- GIVEN PROBLEM:
Rewrite as a numbered list every line of the listing from the line with "Each instance receives one keypoint. Mark the car wheel" through the final line of the listing, both included. Leave out any blank lines.

--- BEGIN ---

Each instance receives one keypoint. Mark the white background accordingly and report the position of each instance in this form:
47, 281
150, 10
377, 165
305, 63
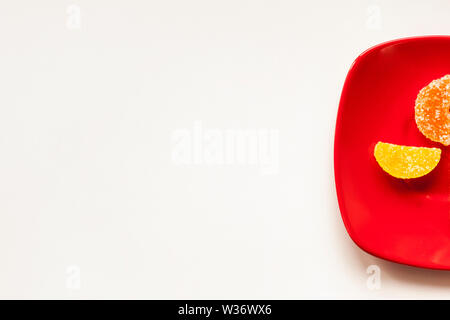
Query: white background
92, 204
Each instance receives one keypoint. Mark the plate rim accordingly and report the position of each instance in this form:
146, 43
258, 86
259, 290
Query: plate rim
337, 177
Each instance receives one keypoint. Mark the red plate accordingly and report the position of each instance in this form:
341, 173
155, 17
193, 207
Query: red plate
406, 221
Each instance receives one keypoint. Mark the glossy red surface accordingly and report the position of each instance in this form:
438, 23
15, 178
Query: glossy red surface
406, 221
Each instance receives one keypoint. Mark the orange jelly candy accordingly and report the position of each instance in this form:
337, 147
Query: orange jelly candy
406, 162
432, 111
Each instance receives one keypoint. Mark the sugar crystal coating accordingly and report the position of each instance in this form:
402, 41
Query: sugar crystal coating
432, 110
406, 162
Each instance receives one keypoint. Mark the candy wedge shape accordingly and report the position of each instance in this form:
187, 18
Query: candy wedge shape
406, 162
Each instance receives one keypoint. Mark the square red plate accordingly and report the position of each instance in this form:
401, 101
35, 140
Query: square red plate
405, 221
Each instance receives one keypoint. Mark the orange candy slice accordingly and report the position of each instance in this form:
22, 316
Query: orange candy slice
406, 162
432, 110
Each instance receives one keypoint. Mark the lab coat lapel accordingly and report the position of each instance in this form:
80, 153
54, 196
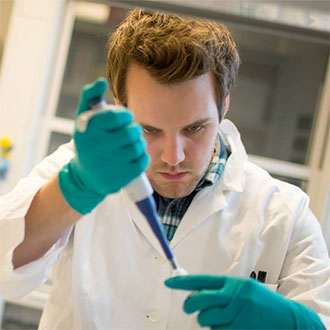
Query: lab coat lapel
207, 202
141, 222
213, 199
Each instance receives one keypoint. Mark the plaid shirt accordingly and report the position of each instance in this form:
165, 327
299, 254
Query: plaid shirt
171, 211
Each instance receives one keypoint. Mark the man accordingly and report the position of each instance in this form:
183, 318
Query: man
224, 216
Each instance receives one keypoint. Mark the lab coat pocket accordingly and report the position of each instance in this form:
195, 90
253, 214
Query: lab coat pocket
272, 287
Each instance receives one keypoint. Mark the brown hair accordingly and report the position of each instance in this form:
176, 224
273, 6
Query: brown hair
172, 49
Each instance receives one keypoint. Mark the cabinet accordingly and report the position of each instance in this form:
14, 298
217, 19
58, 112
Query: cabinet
280, 102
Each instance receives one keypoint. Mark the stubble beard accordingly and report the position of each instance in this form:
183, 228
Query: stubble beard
177, 189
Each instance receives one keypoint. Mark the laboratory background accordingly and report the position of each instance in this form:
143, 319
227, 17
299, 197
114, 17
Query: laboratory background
49, 49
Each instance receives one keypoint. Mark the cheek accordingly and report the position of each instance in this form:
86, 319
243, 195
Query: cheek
153, 149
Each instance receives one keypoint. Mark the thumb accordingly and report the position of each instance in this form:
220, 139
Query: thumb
90, 92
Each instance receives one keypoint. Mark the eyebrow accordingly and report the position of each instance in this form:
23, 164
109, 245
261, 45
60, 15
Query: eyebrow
195, 123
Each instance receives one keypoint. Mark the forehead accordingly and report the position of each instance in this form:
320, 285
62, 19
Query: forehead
186, 101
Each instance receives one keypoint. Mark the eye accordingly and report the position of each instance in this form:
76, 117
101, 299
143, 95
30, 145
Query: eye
149, 130
195, 128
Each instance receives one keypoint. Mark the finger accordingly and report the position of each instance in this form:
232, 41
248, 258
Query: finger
214, 316
91, 92
205, 299
129, 153
196, 282
110, 120
136, 167
113, 140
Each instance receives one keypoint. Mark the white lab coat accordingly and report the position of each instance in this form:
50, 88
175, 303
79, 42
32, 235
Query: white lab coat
110, 273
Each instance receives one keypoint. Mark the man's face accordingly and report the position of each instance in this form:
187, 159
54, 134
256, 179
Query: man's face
180, 123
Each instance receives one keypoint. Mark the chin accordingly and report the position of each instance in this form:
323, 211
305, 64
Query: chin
176, 191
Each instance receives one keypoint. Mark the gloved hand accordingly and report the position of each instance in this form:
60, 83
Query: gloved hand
239, 303
110, 154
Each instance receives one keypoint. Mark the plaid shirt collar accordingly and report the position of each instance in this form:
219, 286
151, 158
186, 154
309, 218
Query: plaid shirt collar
171, 211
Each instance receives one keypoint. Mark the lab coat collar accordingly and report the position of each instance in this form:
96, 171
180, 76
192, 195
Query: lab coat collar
233, 175
210, 199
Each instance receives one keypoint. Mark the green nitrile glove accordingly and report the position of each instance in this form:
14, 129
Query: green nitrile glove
227, 302
109, 154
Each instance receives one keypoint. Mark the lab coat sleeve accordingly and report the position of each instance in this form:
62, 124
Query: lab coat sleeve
14, 284
305, 275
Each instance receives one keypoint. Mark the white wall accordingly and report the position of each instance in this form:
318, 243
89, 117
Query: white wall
26, 73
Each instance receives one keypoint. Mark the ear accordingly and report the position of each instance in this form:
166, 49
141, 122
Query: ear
226, 104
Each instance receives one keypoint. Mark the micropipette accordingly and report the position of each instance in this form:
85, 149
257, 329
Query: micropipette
139, 190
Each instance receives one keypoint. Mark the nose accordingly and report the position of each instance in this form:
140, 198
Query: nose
173, 151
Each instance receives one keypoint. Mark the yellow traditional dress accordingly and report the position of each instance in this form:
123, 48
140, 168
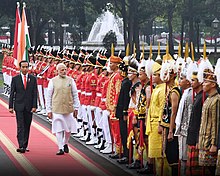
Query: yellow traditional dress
155, 112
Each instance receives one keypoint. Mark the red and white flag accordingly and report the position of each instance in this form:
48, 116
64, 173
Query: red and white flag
16, 36
24, 40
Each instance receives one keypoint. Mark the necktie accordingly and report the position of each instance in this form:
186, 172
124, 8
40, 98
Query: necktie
25, 82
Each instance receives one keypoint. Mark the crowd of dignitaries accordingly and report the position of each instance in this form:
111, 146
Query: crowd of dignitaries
160, 117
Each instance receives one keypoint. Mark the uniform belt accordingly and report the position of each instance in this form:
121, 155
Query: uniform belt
103, 99
98, 94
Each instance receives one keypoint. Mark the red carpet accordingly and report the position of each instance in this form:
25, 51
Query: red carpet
42, 158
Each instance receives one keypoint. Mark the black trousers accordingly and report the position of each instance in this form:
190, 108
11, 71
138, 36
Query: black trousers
124, 135
24, 119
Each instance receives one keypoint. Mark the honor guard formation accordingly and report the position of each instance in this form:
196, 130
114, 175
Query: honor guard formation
159, 116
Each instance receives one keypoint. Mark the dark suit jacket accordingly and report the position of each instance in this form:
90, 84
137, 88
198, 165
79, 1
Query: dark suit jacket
124, 98
21, 98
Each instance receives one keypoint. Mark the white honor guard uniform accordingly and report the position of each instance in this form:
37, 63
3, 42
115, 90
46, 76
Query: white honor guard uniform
62, 100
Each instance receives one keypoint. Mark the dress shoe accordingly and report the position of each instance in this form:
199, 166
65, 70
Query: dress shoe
123, 160
60, 152
115, 156
21, 150
107, 149
66, 148
135, 165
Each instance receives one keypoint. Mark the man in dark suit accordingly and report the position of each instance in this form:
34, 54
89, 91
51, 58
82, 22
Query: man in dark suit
23, 100
122, 110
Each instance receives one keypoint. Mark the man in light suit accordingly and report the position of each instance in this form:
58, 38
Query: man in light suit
23, 100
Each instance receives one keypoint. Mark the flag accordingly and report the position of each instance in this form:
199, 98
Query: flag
24, 43
17, 27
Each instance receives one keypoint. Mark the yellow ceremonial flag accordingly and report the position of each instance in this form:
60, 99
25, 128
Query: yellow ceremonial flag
134, 50
112, 49
150, 56
158, 52
204, 50
167, 49
179, 50
186, 50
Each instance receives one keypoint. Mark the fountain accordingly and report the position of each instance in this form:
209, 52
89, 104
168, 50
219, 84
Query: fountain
103, 24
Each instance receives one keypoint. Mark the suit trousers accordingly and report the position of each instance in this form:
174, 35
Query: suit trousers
124, 135
23, 119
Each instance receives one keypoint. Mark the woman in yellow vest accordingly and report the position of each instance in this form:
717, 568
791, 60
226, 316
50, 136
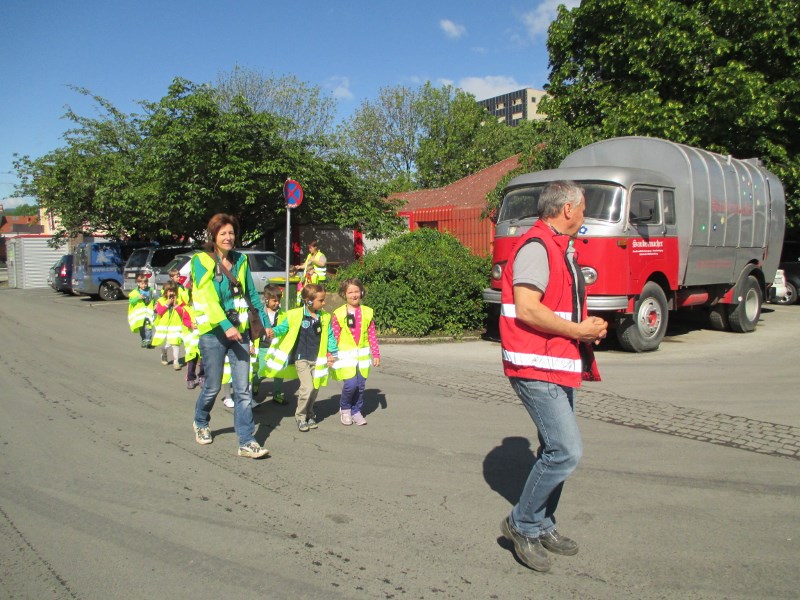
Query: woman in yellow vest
358, 350
220, 312
303, 348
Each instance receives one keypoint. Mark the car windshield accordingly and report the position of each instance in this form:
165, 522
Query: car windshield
603, 202
138, 258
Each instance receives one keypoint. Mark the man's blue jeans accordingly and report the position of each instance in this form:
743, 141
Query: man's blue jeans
214, 347
552, 408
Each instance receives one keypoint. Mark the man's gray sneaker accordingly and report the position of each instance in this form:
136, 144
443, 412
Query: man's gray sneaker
202, 434
529, 550
253, 450
558, 544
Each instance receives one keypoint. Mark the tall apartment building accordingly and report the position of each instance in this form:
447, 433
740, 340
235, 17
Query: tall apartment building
516, 106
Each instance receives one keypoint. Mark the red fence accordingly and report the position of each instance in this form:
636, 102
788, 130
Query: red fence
463, 223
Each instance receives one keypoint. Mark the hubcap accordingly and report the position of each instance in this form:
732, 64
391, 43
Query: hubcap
649, 317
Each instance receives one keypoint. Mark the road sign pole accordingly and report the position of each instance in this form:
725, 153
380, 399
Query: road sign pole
288, 257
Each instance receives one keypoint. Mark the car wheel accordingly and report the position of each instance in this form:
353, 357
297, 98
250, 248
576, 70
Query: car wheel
109, 290
790, 297
743, 317
643, 330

--- END ---

- WORKED ANSWER:
1. Each instance receives one keypoint. Mark the car wheel accordingly and report the position of each instance in this form:
2. 353, 357
3. 297, 98
4. 250, 248
5. 576, 70
6. Query: car wheel
7. 109, 290
8. 790, 297
9. 743, 317
10. 643, 330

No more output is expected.